TASK DETAILS:
Rewrite all of the records below, putting "place a point" in place of every occurrence of "drop a dot" and changing nothing else. Leave the pictures out of your answer.

RECORDS FOR THIS TASK:
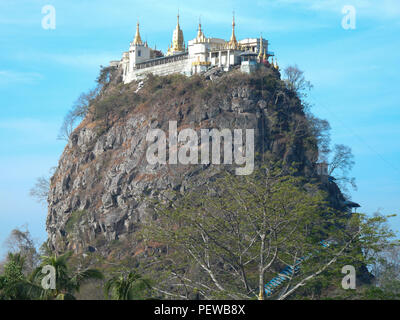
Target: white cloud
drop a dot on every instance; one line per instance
(75, 60)
(376, 9)
(12, 77)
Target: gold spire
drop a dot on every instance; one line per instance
(178, 43)
(137, 40)
(233, 42)
(276, 64)
(260, 53)
(200, 35)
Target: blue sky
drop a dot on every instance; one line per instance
(356, 76)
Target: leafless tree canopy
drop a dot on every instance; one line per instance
(295, 80)
(77, 113)
(40, 190)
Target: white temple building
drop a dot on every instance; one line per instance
(201, 54)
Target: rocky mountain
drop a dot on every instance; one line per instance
(101, 188)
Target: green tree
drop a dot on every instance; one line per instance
(67, 282)
(131, 286)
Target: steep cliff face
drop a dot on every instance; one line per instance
(100, 191)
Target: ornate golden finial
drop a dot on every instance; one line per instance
(260, 53)
(200, 35)
(137, 40)
(276, 64)
(178, 43)
(233, 42)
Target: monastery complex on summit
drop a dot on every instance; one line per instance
(198, 56)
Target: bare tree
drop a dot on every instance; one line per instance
(77, 113)
(341, 164)
(40, 190)
(320, 130)
(295, 81)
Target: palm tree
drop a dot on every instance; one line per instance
(12, 278)
(126, 287)
(67, 283)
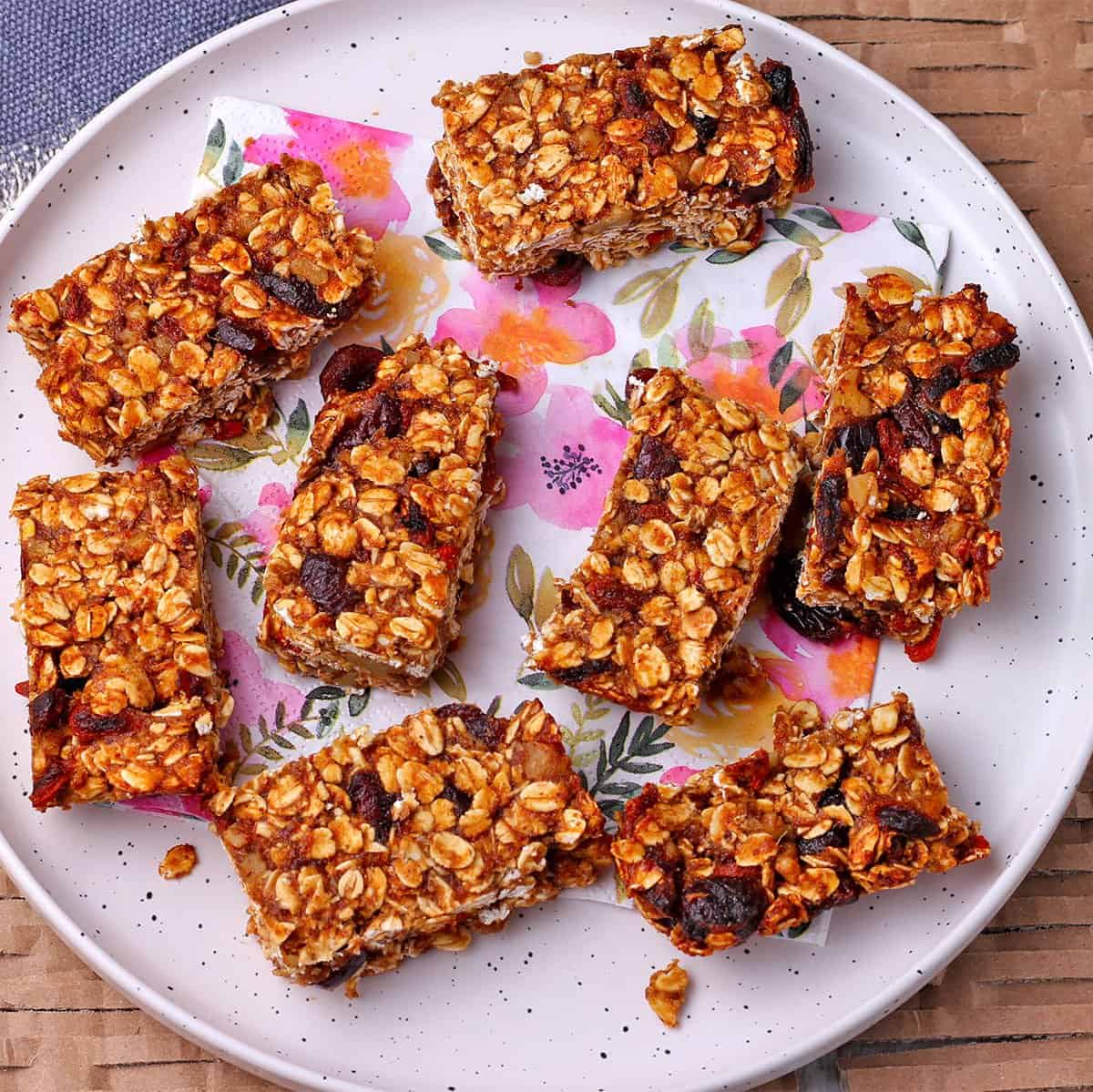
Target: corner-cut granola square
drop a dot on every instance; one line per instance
(689, 526)
(914, 447)
(176, 332)
(855, 807)
(374, 551)
(125, 695)
(608, 156)
(377, 848)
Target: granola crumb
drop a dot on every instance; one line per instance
(179, 862)
(667, 992)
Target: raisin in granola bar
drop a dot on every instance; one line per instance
(121, 642)
(914, 448)
(174, 332)
(364, 583)
(689, 525)
(608, 156)
(856, 807)
(377, 848)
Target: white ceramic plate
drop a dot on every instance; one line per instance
(556, 1001)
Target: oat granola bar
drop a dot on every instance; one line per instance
(174, 332)
(125, 695)
(374, 551)
(608, 156)
(689, 525)
(856, 807)
(375, 850)
(914, 448)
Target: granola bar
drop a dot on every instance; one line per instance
(689, 525)
(608, 156)
(373, 553)
(856, 807)
(172, 333)
(375, 850)
(914, 448)
(125, 697)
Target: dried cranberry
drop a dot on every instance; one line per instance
(751, 196)
(705, 127)
(372, 801)
(996, 359)
(87, 724)
(638, 375)
(235, 337)
(325, 579)
(856, 440)
(424, 465)
(799, 126)
(914, 425)
(485, 728)
(414, 519)
(572, 676)
(657, 137)
(817, 623)
(567, 268)
(295, 292)
(49, 786)
(940, 383)
(631, 96)
(350, 370)
(665, 894)
(458, 798)
(76, 305)
(655, 459)
(922, 650)
(829, 511)
(610, 594)
(48, 709)
(890, 441)
(722, 902)
(839, 837)
(781, 79)
(907, 821)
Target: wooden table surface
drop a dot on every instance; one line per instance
(1015, 80)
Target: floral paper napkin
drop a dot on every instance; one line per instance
(743, 326)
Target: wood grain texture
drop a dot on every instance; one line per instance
(1015, 80)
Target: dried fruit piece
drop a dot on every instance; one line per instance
(351, 369)
(667, 992)
(325, 579)
(179, 862)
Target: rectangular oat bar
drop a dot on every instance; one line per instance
(690, 523)
(125, 697)
(852, 808)
(174, 332)
(608, 156)
(377, 848)
(914, 447)
(364, 583)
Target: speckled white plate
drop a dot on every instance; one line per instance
(556, 1000)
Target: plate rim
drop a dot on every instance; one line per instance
(272, 1066)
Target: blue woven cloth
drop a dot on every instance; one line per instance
(64, 60)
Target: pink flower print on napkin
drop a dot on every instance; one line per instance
(851, 221)
(832, 676)
(261, 525)
(255, 695)
(564, 460)
(525, 327)
(739, 366)
(358, 159)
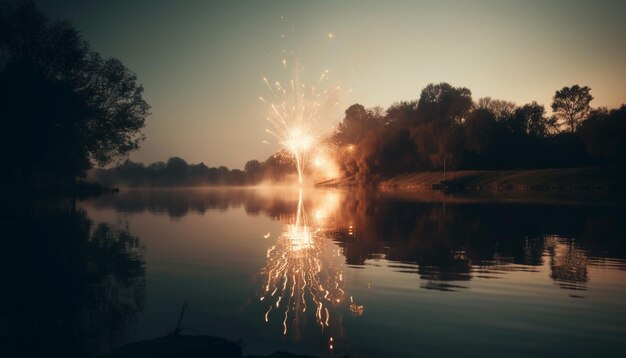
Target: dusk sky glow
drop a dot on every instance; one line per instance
(202, 63)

OUTPUT FOR THIS TASK:
Target: white cloud
place a point on every instance; one line per instance
(75, 60)
(376, 9)
(12, 77)
Target: gold spire
place a point on every instance; one line per instance
(178, 43)
(137, 40)
(233, 42)
(276, 64)
(260, 53)
(200, 35)
Target: blue sky
place a point on every instance; one line per instance
(356, 76)
Target: leafless tree canopy
place a point on every instance; one line per instance
(295, 80)
(77, 113)
(40, 190)
Target: white temple building
place a point on every instance; one line per instance
(201, 54)
Target: rocky mountain
place a point on every instance; one line per instance
(101, 188)
Target: green tree
place a point on every instance; one line per instance
(67, 282)
(131, 286)
Target: steep cliff face
place a point on every instance; one line per instance
(100, 191)
Target: ornate golden finial
place a point on every instance; one line per instance
(260, 53)
(200, 35)
(137, 40)
(276, 64)
(178, 43)
(233, 42)
Target: monastery complex on summit
place a point on every instance; one line per instance
(198, 56)
Target: bare tree
place a point on every instance; one line per instance
(77, 113)
(341, 164)
(40, 190)
(320, 130)
(295, 81)
Target: palm tree
place a point on every instance; one line per instance
(12, 278)
(126, 287)
(67, 283)
Target: corner-cut granola square
place a point on every instance; one line per instance
(689, 526)
(914, 447)
(176, 332)
(855, 807)
(374, 551)
(125, 695)
(608, 156)
(377, 848)
Target: granola crumb
place a point on every instance; one line per instance
(179, 862)
(667, 992)
Target: raisin in granola bar
place a point on every instance; one line per instance
(121, 642)
(914, 448)
(174, 332)
(364, 583)
(689, 525)
(608, 156)
(856, 807)
(377, 848)
Target: white ceramic plate
place a point on every instance; one line per instance
(556, 1001)
Target: oat granola bar
place a point on every instance; one line per instance
(174, 332)
(125, 695)
(374, 551)
(608, 156)
(689, 525)
(856, 807)
(375, 850)
(914, 448)
Target: granola bar
place a point on every instance; one line per instance
(689, 525)
(608, 156)
(373, 553)
(856, 807)
(172, 333)
(375, 850)
(914, 448)
(125, 697)
Target: dried cranberry
place a point on every instance; one line per instance
(751, 196)
(705, 127)
(372, 801)
(996, 359)
(87, 724)
(638, 375)
(235, 337)
(325, 579)
(856, 440)
(424, 465)
(799, 126)
(914, 425)
(485, 728)
(414, 519)
(572, 676)
(657, 137)
(817, 623)
(567, 268)
(295, 292)
(49, 786)
(940, 383)
(631, 96)
(350, 370)
(665, 894)
(458, 798)
(76, 305)
(655, 459)
(922, 650)
(829, 511)
(610, 594)
(48, 709)
(890, 441)
(722, 902)
(839, 837)
(781, 79)
(907, 821)
Target: wooden table surface
place a point on every instance; one line per instance
(1015, 80)
Target: floral paper napkin
place a point on every instance; one line per instance
(743, 326)
Target: wood grain texture
place a point on every instance; one line per instance
(1015, 80)
Target: dried fruit piece
place a point on every instance; one line per instance
(351, 369)
(667, 992)
(325, 579)
(179, 862)
Target: rectangular oat bar
place a point on every instance; one line per instance
(690, 523)
(125, 697)
(852, 808)
(174, 332)
(608, 156)
(377, 848)
(914, 447)
(364, 583)
Target: speckled white plate
place a point on every instance; one line per instance
(556, 1000)
Target: plate rim
place a point on every instance; one line per instance
(272, 1066)
Target: blue woven cloth
place a point on every instance; one line per instance
(64, 60)
Target: pink flower print on napkin
place a point on every instance; one line per instance
(851, 221)
(832, 676)
(261, 525)
(255, 695)
(564, 460)
(525, 327)
(739, 366)
(358, 159)
Target: dusk sky glow
place a point on every instance; one line per instance
(202, 63)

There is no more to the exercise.